— Extract provided —
So then I go through the bookstore into the meditation hall.

Franklin Jones, 1973

 

The front dais, which has Beloved chair, had a chair for Beloved, well, Franklin then. Then there was these two other altars on each side, on the left and on the right walls. One was Ramana Maharshi and one was Nityananda They had these big pictures of them, life-size or even bigger than life size and then there was a large vase of flowers below each one.

My job was to take those flowers and bring them to the little sink that’s at the end of the office and to change the water, refresh them and do that kind of thing. But to do that, I have to walk through the curtain that now separates the meditation hall from this minuscule office and I have to walk past two men that are inside. They’re having a conversation. One was Franklin Jones and the other, I don’t know why, but I keep on thinking it was like an insurance man, maybe for the bookstore or for that property or something.

So I eventually, after a lot of trepidation and emotional turmoil, I have the two plants, one in my right arm and the other in my left arm, so that the plants are kind of in front of my body. They’re large and the flowers are up toward my torso and head. So I’m kind of in a sense, like a walking tree. I’m hiding as best I can behind these two large vessels of flora. I squish my body through the curtain while I’m holding these vases and I peeked through because immediately, as soon as you entered the curtain, there they are. I mean, this is a real tiny office. You literally almost had to touch their bodies to get past them. That’s how close you were.

So I get in there and I see Beloved immediately. I peeked through the branches of the arrangements and I see Belloved’s face. He just lifts his head up with his full, extremely beautiful, gorgeous, beyond handsome eyes and looks directly into mine, even though they were partially hidden and says, “Tch”. He gives that blessing recognition. And I can honestly say now that everything that’s happened since is really from that moment. In other words, everything that’s happened since, it’s almost like that. It’s the complications of the written teaching, but everything was actually given initially and it took all of that theater and time and drama and whatever and ecstasy to allow it to be received in its fullness or to whatever degree I could. So that’s my understanding today.

— Data segment —
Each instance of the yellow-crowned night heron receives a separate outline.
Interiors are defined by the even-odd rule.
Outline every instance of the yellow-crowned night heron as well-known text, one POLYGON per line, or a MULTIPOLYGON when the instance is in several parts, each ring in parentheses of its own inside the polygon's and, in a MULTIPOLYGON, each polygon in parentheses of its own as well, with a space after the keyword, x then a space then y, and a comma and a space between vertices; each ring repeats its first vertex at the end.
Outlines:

— Aim of the exercise —
Carry on the recollection of changing the flower vases past Franklin Jones in 1973, picking up right after its final sentence.

— Answer for this exercise —
“I can only communicate intelligent understanding of the Spiritual Way to you. I can only give you the Force of God. I can only give you the Realization of God. I can only put it in you and Witness it to you, so that you can be Awakened in God. I can only give you everything, but I cannot give you something. This something nonsense is your business!”

Adi Da Samraj

 

Ed: Oh, I think he’d be. He’s always saying that he gives you everything from the first moment.

Stephan: Yeah. But I mean, it’s one thing to say it, and it’s another thing to actually stand there and be the recipient. It really just shows you who he was, is. Strike was, IS. It just shows you he’s always been the same one and that and as soon as he identified another aspect of himself, in some sense, very real sense, some apparent other that he’s been meditating for probably most of his life. Then it all shows itself in that one moment, that instant, the instant of that recognition in that meeting and that acknowledgment. Then there’s all the many, many years that will follow in which I become more and more allowable to receiving it in its fullness.

So that was a pretty cool first meeting of Beloved in the body. Then, as we were allowed to sit with him there, like I said, I immediately got into extremely heavy kriyas, probably the strongest of most people. And it would just be the way it was because his siddhi was just so incredibly powerful and I could not conduct it initially for sure. But, hell, I’ll tell you one thing, it was a lot better than going to the bath house.

Ed: Yeah, I would guess so.

Stephan: A lot more better sense of touch, a lot more… Nothing boring here, nothing mundane here.